Please copy the potato thread between "## Fuzzee (Nov" and "for the link.", inclusive, substituting "garden beds" for "plantings".

:: TEXT TO READ ::

# Potatoes the Ultimate survival food



## rickkyw1720pf (Nov 17, 2012)

If the SHTF the first plant you want to make sure you plant is the Potato, a human can live almost entirely off of potatoes and unlike many plants you can eat them during there entire growth cycle. The Irish did just about live off them and they can be easily stored with out refrigeration. Now I may be one of the worst gardeners but the one thing that I was able to grow without hardly any work was Potatoes. In fact someone told me to just cut a potato up with an eye in each piece and bury them. I thought each eye would be one potato I had more potatoes the I knew what to do with. Every one need to have at least a little garden just to learn about planting.

Potatoes ? The Ultimate Survival Prepper?s Food | Survival 5×5 ? Five Dimensions of Survival Preparations


----------



## yzingerr (Dec 9, 2012)

Intersting read, thanks


----------



## AsteroidX (Dec 11, 2012)

yeah Im working on planting potatoes. Its almost time in my area.


----------



## Fuzzee (Nov 20, 2012)

I just moved and am working on new plantings myself. I love potatoes too, but I'm not going to kid myself that if it was all I had to eat over a period of time with everything else lean I'd probably not want to look at another potato after things fatted up in choices. Thanks for the link.

:::
:: DATA SHOWN ::

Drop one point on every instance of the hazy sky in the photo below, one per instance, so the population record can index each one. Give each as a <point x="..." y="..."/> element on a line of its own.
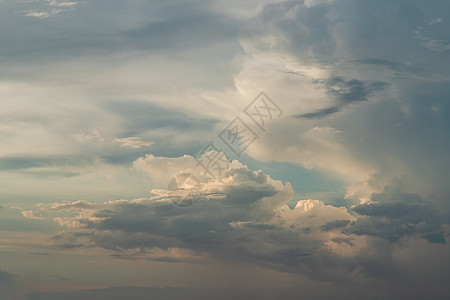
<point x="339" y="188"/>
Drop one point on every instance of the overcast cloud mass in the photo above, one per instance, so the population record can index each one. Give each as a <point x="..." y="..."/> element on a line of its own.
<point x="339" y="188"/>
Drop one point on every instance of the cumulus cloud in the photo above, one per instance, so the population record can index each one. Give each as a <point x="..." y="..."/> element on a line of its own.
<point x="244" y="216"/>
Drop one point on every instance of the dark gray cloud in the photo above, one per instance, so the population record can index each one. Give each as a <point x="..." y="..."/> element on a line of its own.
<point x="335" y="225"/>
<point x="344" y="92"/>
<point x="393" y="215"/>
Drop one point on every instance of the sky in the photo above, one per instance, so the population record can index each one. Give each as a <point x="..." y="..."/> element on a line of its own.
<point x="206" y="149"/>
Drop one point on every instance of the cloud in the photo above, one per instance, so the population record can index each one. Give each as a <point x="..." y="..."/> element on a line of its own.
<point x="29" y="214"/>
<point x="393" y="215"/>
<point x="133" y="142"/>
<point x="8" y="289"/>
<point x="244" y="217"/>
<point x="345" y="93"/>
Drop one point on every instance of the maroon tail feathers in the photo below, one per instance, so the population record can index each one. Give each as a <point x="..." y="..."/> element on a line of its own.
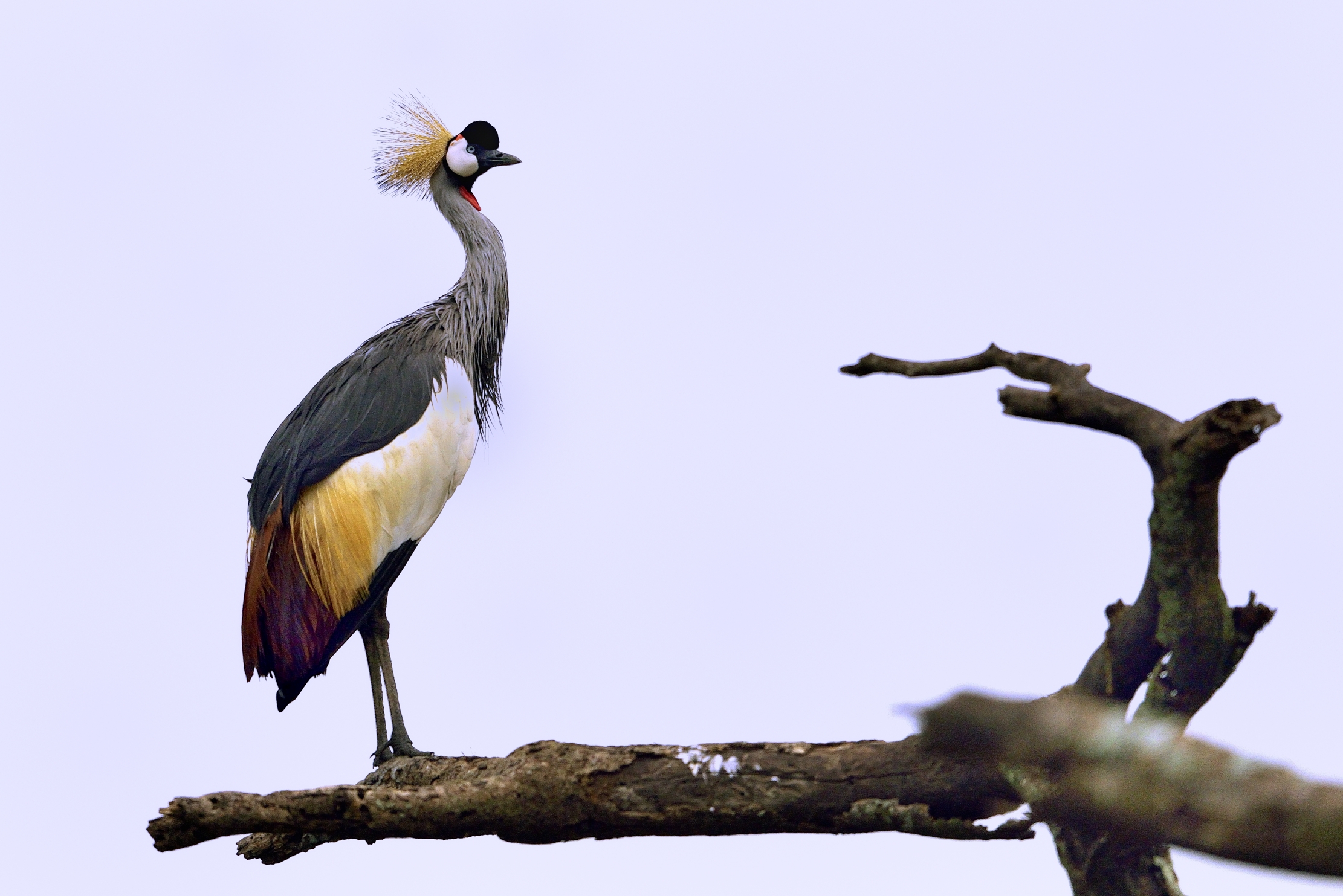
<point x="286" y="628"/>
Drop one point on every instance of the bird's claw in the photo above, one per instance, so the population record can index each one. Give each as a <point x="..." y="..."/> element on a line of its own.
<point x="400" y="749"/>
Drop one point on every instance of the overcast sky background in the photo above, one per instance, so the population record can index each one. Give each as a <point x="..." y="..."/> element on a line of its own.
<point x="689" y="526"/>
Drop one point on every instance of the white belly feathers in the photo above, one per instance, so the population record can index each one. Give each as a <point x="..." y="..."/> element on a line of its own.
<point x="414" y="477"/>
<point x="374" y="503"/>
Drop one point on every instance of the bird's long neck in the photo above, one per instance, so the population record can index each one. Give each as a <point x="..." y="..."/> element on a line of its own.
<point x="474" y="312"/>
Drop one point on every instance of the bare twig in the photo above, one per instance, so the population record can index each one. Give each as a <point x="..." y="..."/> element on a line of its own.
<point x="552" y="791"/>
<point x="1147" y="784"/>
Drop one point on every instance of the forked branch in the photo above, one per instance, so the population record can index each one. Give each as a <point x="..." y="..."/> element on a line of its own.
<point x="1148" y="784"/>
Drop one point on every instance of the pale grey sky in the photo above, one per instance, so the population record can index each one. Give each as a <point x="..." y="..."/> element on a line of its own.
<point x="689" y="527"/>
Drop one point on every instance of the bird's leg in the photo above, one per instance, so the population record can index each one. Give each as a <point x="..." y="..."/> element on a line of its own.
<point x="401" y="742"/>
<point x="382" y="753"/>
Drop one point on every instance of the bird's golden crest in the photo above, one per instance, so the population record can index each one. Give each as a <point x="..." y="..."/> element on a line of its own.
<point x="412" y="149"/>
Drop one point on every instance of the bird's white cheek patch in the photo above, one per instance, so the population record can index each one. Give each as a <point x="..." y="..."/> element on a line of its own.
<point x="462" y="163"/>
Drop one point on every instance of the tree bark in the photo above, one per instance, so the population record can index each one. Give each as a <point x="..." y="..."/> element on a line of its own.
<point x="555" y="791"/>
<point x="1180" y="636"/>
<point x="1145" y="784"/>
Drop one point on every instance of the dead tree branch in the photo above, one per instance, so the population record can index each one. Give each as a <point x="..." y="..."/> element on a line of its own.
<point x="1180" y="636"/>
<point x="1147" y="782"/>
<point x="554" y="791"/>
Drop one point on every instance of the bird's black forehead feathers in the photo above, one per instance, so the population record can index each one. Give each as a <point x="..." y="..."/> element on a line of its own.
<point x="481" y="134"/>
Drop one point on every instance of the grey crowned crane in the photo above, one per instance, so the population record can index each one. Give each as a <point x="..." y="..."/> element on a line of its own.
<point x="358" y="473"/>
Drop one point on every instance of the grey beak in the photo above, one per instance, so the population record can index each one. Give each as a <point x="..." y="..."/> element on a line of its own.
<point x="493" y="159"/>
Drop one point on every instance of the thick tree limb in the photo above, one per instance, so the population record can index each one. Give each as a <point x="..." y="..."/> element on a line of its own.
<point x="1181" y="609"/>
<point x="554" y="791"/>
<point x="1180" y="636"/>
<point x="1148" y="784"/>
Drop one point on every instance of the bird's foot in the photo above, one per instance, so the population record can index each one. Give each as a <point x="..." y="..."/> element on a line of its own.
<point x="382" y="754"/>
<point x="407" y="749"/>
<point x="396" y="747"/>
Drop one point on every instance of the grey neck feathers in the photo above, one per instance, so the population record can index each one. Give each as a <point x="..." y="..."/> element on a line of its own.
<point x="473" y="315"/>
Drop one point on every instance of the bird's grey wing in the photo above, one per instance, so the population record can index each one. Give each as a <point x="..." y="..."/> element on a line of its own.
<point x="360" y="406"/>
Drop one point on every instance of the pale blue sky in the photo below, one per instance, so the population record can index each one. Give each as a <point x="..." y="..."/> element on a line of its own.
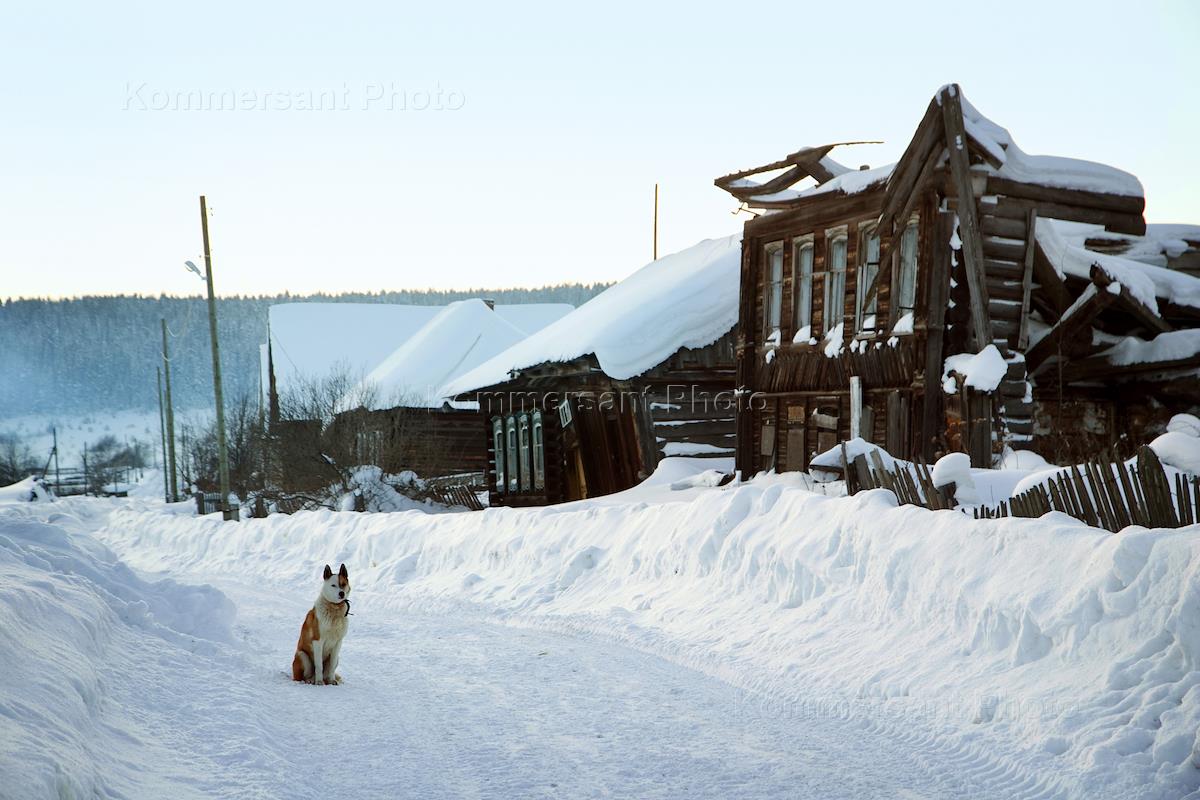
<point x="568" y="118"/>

:::
:: DATA SHOWN ::

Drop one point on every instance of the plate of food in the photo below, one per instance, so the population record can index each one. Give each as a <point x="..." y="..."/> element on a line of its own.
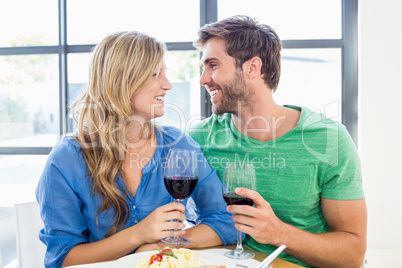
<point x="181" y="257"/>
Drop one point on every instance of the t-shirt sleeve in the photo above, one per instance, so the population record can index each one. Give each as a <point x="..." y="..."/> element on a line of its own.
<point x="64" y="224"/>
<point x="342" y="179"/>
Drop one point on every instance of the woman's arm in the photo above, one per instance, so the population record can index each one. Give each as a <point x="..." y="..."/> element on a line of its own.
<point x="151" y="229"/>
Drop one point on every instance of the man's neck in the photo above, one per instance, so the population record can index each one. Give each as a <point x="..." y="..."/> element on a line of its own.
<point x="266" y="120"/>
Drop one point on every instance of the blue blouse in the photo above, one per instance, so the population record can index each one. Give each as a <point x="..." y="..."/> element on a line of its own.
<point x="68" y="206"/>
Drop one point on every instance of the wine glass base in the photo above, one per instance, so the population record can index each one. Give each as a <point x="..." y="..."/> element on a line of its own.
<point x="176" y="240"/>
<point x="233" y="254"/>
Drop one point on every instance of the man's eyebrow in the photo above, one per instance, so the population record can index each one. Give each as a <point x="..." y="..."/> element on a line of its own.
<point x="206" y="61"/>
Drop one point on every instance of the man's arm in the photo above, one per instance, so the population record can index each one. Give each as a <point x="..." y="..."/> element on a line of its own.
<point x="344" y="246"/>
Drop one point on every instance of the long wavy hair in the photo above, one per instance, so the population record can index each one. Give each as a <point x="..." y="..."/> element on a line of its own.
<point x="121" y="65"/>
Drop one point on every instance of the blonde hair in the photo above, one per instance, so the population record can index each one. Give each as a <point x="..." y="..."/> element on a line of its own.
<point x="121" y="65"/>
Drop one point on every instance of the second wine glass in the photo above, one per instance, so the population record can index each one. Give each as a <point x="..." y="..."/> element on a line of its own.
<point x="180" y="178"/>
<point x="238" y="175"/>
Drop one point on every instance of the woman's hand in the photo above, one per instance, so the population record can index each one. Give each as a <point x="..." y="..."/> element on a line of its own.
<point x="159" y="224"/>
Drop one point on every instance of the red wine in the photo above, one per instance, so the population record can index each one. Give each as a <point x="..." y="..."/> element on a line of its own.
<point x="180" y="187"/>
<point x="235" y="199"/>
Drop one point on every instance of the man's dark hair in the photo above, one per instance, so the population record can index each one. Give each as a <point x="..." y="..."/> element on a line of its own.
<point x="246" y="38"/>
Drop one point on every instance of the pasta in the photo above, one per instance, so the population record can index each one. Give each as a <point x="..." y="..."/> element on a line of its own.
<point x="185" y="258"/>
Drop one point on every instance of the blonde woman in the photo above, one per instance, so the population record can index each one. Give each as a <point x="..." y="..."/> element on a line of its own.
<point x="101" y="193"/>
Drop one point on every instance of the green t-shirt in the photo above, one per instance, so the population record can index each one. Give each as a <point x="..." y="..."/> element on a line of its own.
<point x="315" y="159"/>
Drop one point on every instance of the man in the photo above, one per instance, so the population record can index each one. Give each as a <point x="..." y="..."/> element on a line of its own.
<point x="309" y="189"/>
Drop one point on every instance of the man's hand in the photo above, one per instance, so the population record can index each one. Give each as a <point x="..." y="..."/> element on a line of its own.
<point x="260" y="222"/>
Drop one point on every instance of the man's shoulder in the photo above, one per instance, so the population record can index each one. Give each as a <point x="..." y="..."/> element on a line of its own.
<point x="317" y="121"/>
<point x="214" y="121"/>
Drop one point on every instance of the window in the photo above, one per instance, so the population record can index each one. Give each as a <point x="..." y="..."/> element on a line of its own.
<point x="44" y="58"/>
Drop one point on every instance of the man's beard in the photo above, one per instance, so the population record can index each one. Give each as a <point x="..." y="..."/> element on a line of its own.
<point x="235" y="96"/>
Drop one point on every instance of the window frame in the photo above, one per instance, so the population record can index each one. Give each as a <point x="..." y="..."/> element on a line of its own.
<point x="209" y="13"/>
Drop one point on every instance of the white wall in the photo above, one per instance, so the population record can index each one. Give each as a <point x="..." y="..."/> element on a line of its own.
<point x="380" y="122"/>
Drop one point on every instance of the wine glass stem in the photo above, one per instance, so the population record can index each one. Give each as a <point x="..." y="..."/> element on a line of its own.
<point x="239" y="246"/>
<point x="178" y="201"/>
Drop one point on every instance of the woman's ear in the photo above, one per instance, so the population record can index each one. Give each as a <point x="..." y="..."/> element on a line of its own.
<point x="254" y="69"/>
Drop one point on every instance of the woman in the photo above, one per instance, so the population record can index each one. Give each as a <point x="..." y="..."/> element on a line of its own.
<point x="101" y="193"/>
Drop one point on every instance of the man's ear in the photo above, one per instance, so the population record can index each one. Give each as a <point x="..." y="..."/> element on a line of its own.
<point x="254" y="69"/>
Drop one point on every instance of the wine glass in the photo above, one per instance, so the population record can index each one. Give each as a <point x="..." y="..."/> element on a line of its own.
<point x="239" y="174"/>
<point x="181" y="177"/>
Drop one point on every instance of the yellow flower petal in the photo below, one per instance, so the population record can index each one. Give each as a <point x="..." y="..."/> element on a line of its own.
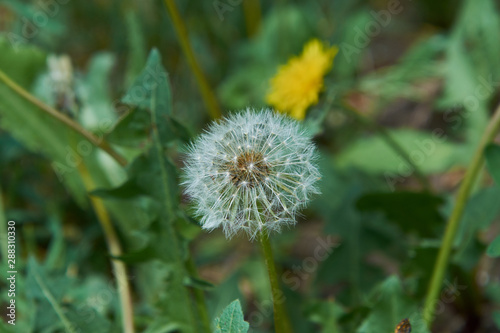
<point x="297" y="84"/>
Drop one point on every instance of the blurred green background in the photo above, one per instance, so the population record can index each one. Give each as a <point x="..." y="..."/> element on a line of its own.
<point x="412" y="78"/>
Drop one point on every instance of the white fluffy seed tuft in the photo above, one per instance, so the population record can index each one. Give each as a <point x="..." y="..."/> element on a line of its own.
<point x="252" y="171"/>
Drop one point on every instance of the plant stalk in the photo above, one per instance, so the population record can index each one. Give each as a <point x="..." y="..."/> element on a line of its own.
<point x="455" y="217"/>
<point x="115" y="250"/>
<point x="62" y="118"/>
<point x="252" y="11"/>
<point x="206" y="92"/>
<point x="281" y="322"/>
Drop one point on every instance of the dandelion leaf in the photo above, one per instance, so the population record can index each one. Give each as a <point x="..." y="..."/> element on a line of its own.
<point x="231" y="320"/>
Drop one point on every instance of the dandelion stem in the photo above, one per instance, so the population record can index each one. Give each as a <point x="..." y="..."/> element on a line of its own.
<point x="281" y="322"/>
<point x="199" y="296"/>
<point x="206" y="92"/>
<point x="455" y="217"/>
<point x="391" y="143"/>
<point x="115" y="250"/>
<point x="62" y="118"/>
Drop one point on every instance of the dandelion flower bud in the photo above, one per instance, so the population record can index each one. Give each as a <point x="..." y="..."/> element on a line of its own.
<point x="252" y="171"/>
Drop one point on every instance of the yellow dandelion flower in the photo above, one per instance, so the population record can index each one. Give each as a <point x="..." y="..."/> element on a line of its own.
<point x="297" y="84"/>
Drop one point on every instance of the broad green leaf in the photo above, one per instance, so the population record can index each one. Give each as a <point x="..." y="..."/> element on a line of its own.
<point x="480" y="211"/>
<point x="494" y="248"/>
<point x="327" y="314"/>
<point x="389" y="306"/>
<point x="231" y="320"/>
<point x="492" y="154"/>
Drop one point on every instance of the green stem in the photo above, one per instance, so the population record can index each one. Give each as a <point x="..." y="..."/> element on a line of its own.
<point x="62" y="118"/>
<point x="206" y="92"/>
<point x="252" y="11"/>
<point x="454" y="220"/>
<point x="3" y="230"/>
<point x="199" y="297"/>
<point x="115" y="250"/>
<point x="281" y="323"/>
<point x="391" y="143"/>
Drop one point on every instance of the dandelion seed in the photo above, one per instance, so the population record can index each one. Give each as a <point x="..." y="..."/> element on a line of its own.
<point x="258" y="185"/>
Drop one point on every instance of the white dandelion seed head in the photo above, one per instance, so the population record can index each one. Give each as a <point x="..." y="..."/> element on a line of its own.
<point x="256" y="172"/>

:::

ANSWER IN FULL:
## Fuzzee (Nov 20, 2012)

I just moved and am working on new garden beds myself. I love potatoes too, but I'm not going to kid myself that if it was all I had to eat over a period of time with everything else lean I'd probably not want to look at another potato after things fatted up in choices. Thanks for the link.